Object point labels

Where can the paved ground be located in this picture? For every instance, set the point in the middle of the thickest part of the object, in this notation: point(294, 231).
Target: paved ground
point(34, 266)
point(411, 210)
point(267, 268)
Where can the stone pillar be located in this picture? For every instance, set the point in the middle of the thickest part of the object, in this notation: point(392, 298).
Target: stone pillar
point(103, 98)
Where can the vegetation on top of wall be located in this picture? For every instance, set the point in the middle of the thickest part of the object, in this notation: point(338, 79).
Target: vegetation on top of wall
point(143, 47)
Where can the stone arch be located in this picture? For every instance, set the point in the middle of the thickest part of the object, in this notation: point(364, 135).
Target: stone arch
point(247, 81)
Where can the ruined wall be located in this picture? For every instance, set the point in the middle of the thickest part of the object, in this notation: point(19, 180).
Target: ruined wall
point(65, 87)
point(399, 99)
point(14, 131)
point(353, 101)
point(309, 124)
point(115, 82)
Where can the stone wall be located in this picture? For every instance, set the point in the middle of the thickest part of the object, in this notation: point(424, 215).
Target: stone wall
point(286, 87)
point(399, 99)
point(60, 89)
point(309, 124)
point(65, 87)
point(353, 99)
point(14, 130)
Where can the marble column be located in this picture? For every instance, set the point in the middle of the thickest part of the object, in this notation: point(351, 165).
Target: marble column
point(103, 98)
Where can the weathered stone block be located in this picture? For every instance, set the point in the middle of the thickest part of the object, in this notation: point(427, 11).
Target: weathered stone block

=== TASK OBJECTIVE ===
Switch "thickest part" to "widest part" throughout the entries above, and leave every other word and point unchanged.

=== ANSWER TO THE PROBLEM ===
Where can the paved ground be located in this picture? For every instance, set the point in the middle of the widest part of the object, in this notation: point(294, 231).
Target: paved ground
point(34, 266)
point(411, 210)
point(267, 268)
Where can the stone pillar be located in this picture? For every instance, set the point in the middle of the widest part of the object, in this notation: point(392, 298).
Target: stone pillar
point(103, 98)
Where can the vegetation on top of wall be located in this picture? For every instance, set the point in the middle of the widest part of the object, in this notation: point(338, 79).
Target: vegetation on top of wall
point(143, 47)
Where can the stone arch be located in this picture? For every instance, set the point in the middle of the widest part of the object, in this notation: point(364, 135).
Target: stone arch
point(247, 81)
Where can the ruined wall be located in this picture? For every instance, set the point in the middle of the widest part of the object, in this notation: point(19, 180).
Target: ruined wall
point(65, 87)
point(399, 99)
point(14, 131)
point(353, 101)
point(309, 124)
point(115, 82)
Where can the stone wall be located in this picture? For every instance, set the point in the middle of the widest part of the object, in this notation: point(424, 215).
Target: stone wall
point(286, 87)
point(399, 99)
point(60, 89)
point(309, 124)
point(65, 87)
point(353, 99)
point(14, 130)
Where can the marble column be located in this picture? For every instance, set the point in the middle of the widest part of the object, in this notation: point(351, 165).
Target: marble column
point(103, 98)
Where can the weathered stone block be located in this picture? For every instance, set the point in the middle of the widest part of the object, in this notation: point(427, 11).
Target: weathered stone block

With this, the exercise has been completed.